■ **SELECTED EXCERPT**
========
Monday, March 21, 2011

IMMIGRATION & TEN COMMANDMENTS: PRECURSOR



America is becoming increasingly diverse. The socially acceptable term is multicultural, but I prefer the word polytheistic. In the Bible-belt we have an exponential increase in the Hispanic (and largely Catholic) population. Nashville has become home to the largest Kurdish population outside Northern Iraq. The revolutions in Africa have settled Rwandans, Sudanese, Somalis, Ethiopians and others African nationals amongst us. The ejected European religio-political minorities of the 1990’s have founded communities of Russians, Ukrainians, Bosnians and Romanians amongst us. Middle Tennessee has simply undergone an ethnic makeover.

Those displaced people-groups represent nations, histories, political thought-forms, and borders drawn close, uncomfortably so in many cases. They also represent religious orientations: ethical ideologies, political expressions and competitive core values untouched by the American Revolution of 1776. The American Revolution was by far the most influential event in American history to establish a uniquely christian (aka, "American") society, its cultural benefits unfolding in waves until, it seems to some, just recently. Visitors to the U.S. have arrived largely through alternative means of immigration, bypassing traditional processes of Americanization, the process of which is intended to make the foreigner ideologically kindred.
========
■ **DATA EXCERPTS**
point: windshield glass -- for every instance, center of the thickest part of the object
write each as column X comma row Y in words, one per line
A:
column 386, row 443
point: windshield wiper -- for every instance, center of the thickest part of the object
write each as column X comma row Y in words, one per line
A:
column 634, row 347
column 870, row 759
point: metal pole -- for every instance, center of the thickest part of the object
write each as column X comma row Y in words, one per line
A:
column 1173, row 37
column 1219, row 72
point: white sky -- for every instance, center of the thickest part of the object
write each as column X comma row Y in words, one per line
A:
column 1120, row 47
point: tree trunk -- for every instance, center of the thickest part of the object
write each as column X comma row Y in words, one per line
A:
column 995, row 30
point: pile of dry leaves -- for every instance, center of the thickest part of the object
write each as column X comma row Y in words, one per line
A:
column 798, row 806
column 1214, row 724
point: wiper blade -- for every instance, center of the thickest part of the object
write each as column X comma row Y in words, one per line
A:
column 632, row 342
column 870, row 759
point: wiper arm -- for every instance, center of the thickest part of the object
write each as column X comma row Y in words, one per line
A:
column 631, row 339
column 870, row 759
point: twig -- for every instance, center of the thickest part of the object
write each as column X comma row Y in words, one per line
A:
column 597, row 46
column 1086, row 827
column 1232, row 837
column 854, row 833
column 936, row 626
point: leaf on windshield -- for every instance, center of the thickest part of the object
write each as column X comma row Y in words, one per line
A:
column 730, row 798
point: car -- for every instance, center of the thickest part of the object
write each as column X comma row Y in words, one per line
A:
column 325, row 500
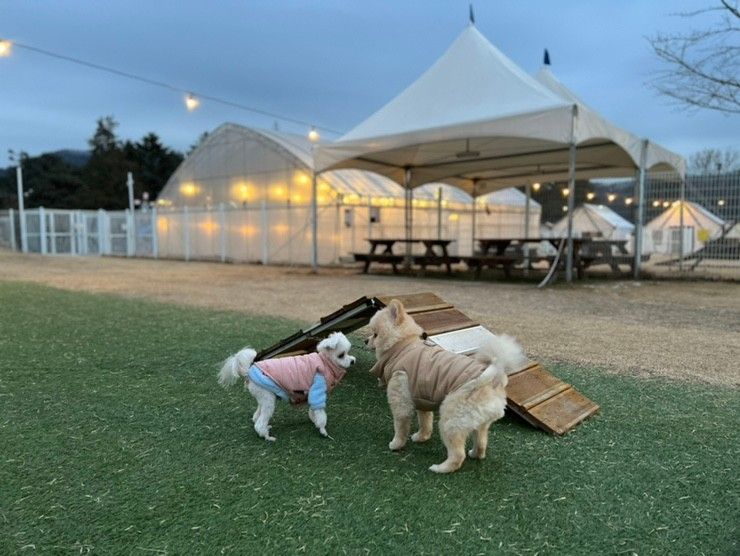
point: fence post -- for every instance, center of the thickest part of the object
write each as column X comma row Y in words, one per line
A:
column 682, row 202
column 102, row 235
column 11, row 217
column 640, row 211
column 266, row 230
column 222, row 229
column 73, row 233
column 155, row 234
column 186, row 232
column 42, row 231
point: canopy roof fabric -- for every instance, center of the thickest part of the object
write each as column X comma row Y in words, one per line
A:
column 476, row 120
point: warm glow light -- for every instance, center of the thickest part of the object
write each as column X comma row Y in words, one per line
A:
column 6, row 48
column 248, row 231
column 302, row 178
column 191, row 103
column 189, row 189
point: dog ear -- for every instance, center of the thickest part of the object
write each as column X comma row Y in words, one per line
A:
column 397, row 313
column 330, row 342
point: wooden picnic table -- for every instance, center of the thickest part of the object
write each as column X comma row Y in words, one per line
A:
column 586, row 251
column 435, row 253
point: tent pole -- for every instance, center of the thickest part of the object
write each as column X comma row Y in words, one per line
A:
column 473, row 219
column 528, row 192
column 439, row 212
column 408, row 216
column 571, row 197
column 682, row 201
column 640, row 210
column 314, row 225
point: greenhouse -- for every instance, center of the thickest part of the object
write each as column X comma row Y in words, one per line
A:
column 245, row 195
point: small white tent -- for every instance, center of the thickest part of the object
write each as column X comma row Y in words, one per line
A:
column 663, row 233
column 597, row 221
column 248, row 193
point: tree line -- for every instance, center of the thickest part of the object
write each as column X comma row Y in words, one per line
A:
column 97, row 179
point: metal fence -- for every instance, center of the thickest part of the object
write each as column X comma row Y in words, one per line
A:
column 691, row 228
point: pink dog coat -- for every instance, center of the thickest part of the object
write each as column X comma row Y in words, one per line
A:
column 295, row 374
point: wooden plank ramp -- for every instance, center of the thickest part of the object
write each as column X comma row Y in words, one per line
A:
column 533, row 393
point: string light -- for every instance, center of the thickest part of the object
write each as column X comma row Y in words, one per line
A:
column 6, row 48
column 191, row 103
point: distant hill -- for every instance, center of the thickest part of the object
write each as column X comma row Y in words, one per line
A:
column 76, row 158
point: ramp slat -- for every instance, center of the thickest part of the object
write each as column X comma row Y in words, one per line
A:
column 444, row 320
column 563, row 411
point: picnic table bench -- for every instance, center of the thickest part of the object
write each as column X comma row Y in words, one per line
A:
column 435, row 253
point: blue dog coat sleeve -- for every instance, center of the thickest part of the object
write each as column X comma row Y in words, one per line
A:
column 317, row 393
column 260, row 379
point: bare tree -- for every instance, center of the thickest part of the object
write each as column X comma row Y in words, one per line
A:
column 714, row 161
column 703, row 66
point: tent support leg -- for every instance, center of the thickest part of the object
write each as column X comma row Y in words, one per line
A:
column 640, row 211
column 571, row 207
column 314, row 225
column 408, row 220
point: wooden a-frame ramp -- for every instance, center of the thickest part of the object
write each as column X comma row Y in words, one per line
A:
column 533, row 393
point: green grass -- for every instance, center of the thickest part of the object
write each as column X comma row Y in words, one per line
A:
column 115, row 438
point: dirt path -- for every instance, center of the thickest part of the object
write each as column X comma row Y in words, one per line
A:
column 683, row 330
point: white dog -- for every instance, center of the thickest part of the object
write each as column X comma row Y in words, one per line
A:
column 298, row 379
column 470, row 393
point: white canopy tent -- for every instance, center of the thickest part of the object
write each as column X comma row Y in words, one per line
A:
column 476, row 120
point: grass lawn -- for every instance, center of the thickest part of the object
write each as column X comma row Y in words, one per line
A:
column 116, row 439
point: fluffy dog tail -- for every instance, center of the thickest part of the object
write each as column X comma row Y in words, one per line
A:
column 236, row 366
column 502, row 354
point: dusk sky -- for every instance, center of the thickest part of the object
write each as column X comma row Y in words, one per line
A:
column 332, row 63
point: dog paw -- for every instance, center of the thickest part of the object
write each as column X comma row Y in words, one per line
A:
column 419, row 438
column 396, row 444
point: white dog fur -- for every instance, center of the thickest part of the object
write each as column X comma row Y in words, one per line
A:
column 472, row 408
column 336, row 347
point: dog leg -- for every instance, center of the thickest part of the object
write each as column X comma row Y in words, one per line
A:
column 265, row 408
column 480, row 442
column 318, row 418
column 426, row 424
column 455, row 443
column 402, row 408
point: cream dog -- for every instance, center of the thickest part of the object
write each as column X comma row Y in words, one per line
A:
column 470, row 393
column 298, row 379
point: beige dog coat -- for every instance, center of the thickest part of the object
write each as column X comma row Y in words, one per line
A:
column 433, row 372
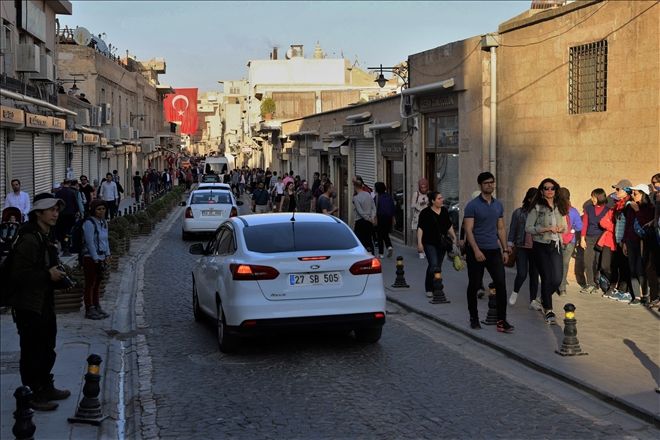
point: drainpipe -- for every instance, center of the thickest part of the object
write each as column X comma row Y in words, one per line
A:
column 493, row 110
column 489, row 43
========
■ **EXERCISES TO COMPLETE**
- 1) Copy the immigration passage from "America is becoming" up to and including "an ethnic makeover.".
- 2) Decide whether each statement agrees with the immigration passage, answering yes or no and quoting the words that decide it: (a) Nashville holds the largest Kurdish population outside Northern Iraq. (b) The word the writer prefers for a diverse America is "multicultural." (c) The Hispanic population in the Bible-belt is shrinking.
The data were gathered from a separate source.

■ **RESPONSES BY TASK**
- 1)
America is becoming increasingly diverse. The socially acceptable term is multicultural, but I prefer the word polytheistic. In the Bible-belt we have an exponential increase in the Hispanic (and largely Catholic) population. Nashville has become home to the largest Kurdish population outside Northern Iraq. The revolutions in Africa have settled Rwandans, Sudanese, Somalis, Ethiopians and others African nationals amongst us. The ejected European religio-political minorities of the 1990’s have founded communities of Russians, Ukrainians, Bosnians and Romanians amongst us. Middle Tennessee has simply undergone an ethnic makeover.

- 2)
(a) Yes: "Nashville has become home to the largest Kurdish population outside Northern Iraq."
(b) No: "The socially acceptable term is multicultural, but I prefer the word polytheistic."
(c) No: "In the Bible-belt we have an exponential increase in the Hispanic (and largely Catholic) population."